◆ Excerpted passage
+--
State of Arizona v. Mark Andrew Ryan

Arizona Supreme Court

State of Arizona v. Mark Andrew Ryan

Opinion

IN THE SUPREME COURT OF THE STATE OF ARIZONA En Banc

THE STATE OF ARIZONA, ) Supreme Court ) No. CR-01-0329-PR Respondent, ) ) Court of Appeals v. ) Division Two ) No. 2 CA-CR 01-0002 PRPC MARK ANDREW RYAN, ) ) Pima County Superior Court Petitioner. ) No. CR-60430 __________________________________________) MEMORANDUM DECISION (Not for publication; Rule 111, Arizona Rules of the Supreme Court)

Petition for Review from the Superior Court in Pima County The Honorable Richard D. Nichols, Judge REMANDED WITH INSTRUCTIONS

Memorandum Decision of the Court of Appeals Division Two, filed June 14, 2001 VACATED

Janet A. Napolitano, Arizona Attorney General Phoenix By: Randall M. Howe, Chief Counsel Criminal Appeals Section Eric J. Olsson, Assistant Attorney General Tucson Attorneys for State of Arizona

Susan A. Kettlewell, Pima County Public Defender Tucson By: Harold L. Higgins, Jr. Attorneys for Mark Andrew Ryan

Lisa Daniel Flores Phoenix Attorney for Honorable Jane D. Hull, Amicus Curiae FELDMAN, Justice

¶1 A jury found Mark Andrew Ryan (Defendant) guilty of negligent homicide, and the

trial judge sentenced him in March 1999 to a mitigated 4-year prison term. In the sentencing order,

the judge included a special order allowing Defendant to petition the Board of Executive Clemency

(Board) for commutation pursuant to A.R.S. § 13-603(L) because he believed the sentence was too

harsh. Defendant petitioned the Board, and in late 1999, the Board unanimously recommended to

the Governor that Defendant’s sentence be reduced to 1.5 years. The Governor denied the commutation

recommendation on February 8, 2000.
+--
◆ Image region labeling entries
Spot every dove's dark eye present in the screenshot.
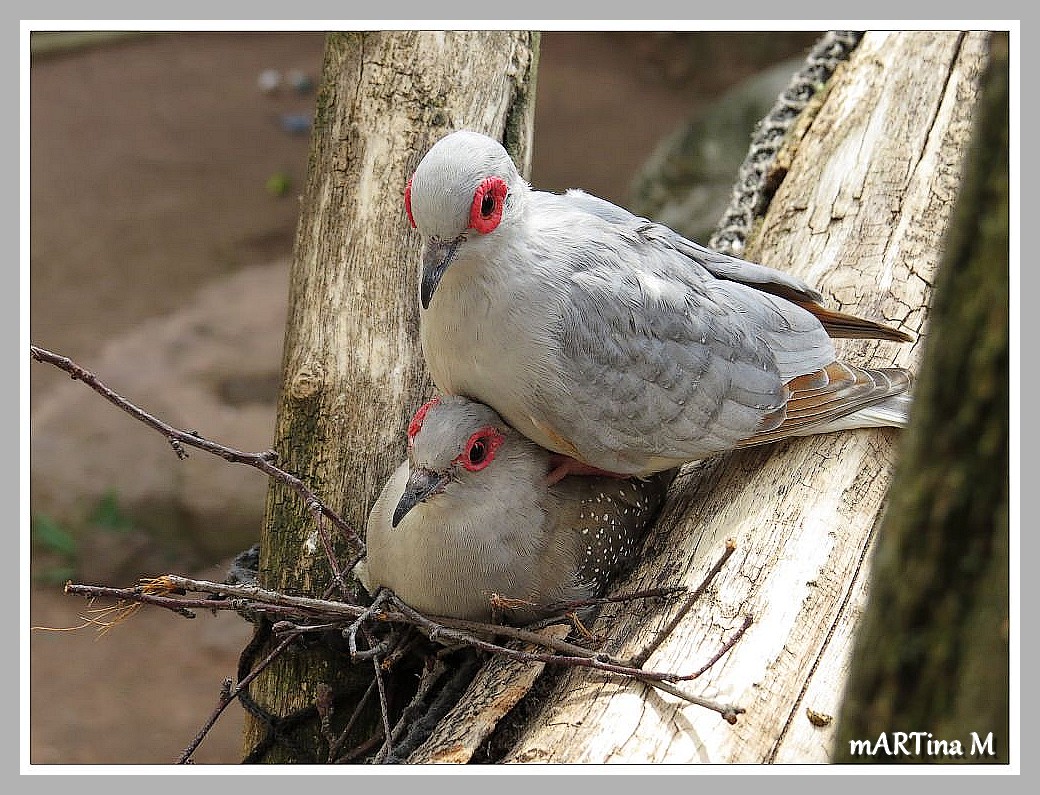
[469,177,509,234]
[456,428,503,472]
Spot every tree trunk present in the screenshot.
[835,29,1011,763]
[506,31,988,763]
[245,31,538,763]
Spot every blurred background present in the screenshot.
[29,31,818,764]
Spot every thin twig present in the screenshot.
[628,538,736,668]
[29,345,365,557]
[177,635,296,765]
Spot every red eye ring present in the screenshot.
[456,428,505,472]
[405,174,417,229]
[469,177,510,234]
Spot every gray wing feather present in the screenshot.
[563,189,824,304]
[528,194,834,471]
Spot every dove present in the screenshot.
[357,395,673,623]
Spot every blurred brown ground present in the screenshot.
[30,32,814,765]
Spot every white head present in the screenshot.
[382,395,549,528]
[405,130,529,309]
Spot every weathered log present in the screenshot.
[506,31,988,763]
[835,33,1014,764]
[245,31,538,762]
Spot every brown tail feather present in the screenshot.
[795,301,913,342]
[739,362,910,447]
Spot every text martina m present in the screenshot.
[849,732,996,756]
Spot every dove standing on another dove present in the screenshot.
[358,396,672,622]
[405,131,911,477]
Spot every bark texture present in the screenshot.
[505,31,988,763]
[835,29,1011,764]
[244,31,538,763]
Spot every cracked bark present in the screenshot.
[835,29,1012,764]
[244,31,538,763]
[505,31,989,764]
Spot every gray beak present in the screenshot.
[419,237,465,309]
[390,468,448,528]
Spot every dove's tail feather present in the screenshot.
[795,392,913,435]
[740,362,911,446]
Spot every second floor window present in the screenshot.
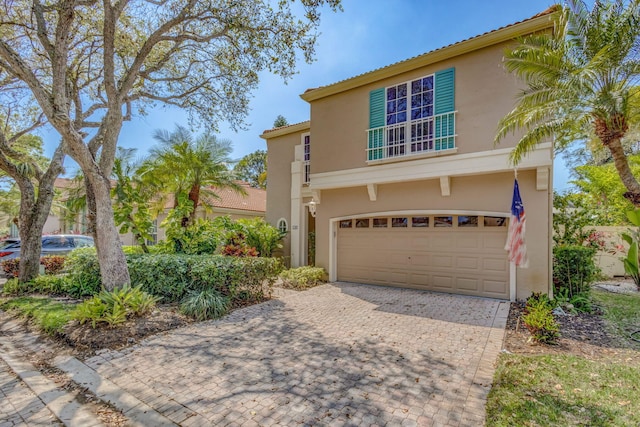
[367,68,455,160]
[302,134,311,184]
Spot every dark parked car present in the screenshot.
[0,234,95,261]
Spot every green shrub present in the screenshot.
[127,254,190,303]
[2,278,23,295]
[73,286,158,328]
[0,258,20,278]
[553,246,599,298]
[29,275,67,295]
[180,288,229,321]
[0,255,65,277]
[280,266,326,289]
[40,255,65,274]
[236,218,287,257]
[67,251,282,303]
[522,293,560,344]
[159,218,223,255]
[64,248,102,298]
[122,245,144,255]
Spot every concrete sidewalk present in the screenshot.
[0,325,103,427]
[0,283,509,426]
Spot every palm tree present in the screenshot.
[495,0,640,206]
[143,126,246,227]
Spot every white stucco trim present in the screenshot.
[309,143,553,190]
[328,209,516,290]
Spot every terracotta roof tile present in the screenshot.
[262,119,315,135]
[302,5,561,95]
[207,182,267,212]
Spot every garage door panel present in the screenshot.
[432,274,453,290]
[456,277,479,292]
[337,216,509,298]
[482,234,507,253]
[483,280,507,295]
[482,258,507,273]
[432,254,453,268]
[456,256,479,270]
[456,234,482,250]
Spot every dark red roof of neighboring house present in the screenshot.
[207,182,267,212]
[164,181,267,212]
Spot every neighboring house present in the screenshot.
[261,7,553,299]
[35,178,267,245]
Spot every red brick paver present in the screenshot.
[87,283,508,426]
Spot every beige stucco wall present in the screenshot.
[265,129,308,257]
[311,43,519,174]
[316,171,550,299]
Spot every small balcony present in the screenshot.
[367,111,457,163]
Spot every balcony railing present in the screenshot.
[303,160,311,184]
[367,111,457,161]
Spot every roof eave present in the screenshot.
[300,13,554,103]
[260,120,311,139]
+--
◆ Problems
• A. Reproduce everything from "trial judge sentenced" down to "February 8, 2000." in the Arizona court decision, word for word.
• B. Turn everything from the start of the image region labeling entries down to the line containing "[122,245,144,255]" into a numbered list, skipping any blank lines. Leave the pictures out.

◆ Task-by-task results
• A.
trial judge sentenced him in March 1999 to a mitigated 4-year prison term. In the sentencing order,

the judge included a special order allowing Defendant to petition the Board of Executive Clemency

(Board) for commutation pursuant to A.R.S. § 13-603(L) because he believed the sentence was too

harsh. Defendant petitioned the Board, and in late 1999, the Board unanimously recommended to

the Governor that Defendant’s sentence be reduced to 1.5 years. The Governor denied the commutation

recommendation on February 8, 2000.

• B.
1. Spot every dove's dark eye present in the screenshot.
2. [469,177,509,234]
3. [456,428,503,472]
4. Spot every tree trunk present in the screenshot.
5. [835,29,1011,763]
6. [506,31,988,763]
7. [245,31,538,763]
8. Spot every blurred background present in the screenshot.
9. [29,31,818,764]
10. Spot every thin twig present in the screenshot.
11. [628,538,736,668]
12. [29,345,365,557]
13. [177,635,296,765]
14. Spot every red eye ring present in the screenshot.
15. [456,428,505,472]
16. [405,174,417,229]
17. [469,177,510,234]
18. Spot every gray wing feather present in the screenshot.
19. [563,189,824,304]
20. [528,194,834,471]
21. Spot every dove present in the screenshot.
22. [357,395,673,623]
23. Spot every blurred brown ground present in the screenshot.
24. [30,32,814,765]
25. Spot every white head present in the screenshot.
26. [382,395,549,528]
27. [405,130,529,309]
28. Spot every weathered log present in the screenshot.
29. [506,31,988,763]
30. [835,33,1014,764]
31. [245,31,538,762]
32. Spot every brown tail feather present in the screenshot.
33. [795,301,913,342]
34. [739,362,910,447]
35. Spot every text martina m present in the screenshot.
36. [849,732,996,756]
37. Spot every dove standing on another dove present in the screenshot.
38. [358,396,672,622]
39. [405,131,911,477]
40. Spot every bark texture present in the screenshot.
41. [505,31,988,763]
42. [835,29,1011,764]
43. [244,31,538,763]
44. Spot every cracked bark present in the screenshot.
45. [835,29,1012,764]
46. [244,31,538,763]
47. [505,31,989,764]
48. Spot every gray beak present in the screenshot.
49. [419,237,465,309]
50. [390,468,448,528]
51. Spot every dove's tail feather present in the screenshot.
52. [795,392,913,435]
53. [740,362,911,446]
54. Spot every second floor window present in the screenshot.
55. [367,68,455,160]
56. [302,134,311,184]
57. Spot every dark parked car present in the screenshot.
58. [0,234,95,261]
59. Spot every green shrub present in the screenshot.
60. [127,254,190,303]
61. [2,278,23,295]
62. [73,286,158,328]
63. [0,258,20,278]
64. [553,246,599,298]
65. [29,275,67,295]
66. [180,288,229,321]
67. [0,255,65,277]
68. [280,266,326,289]
69. [40,255,65,274]
70. [236,218,287,257]
71. [67,251,282,303]
72. [522,293,560,344]
73. [159,218,223,255]
74. [64,248,102,298]
75. [122,245,144,255]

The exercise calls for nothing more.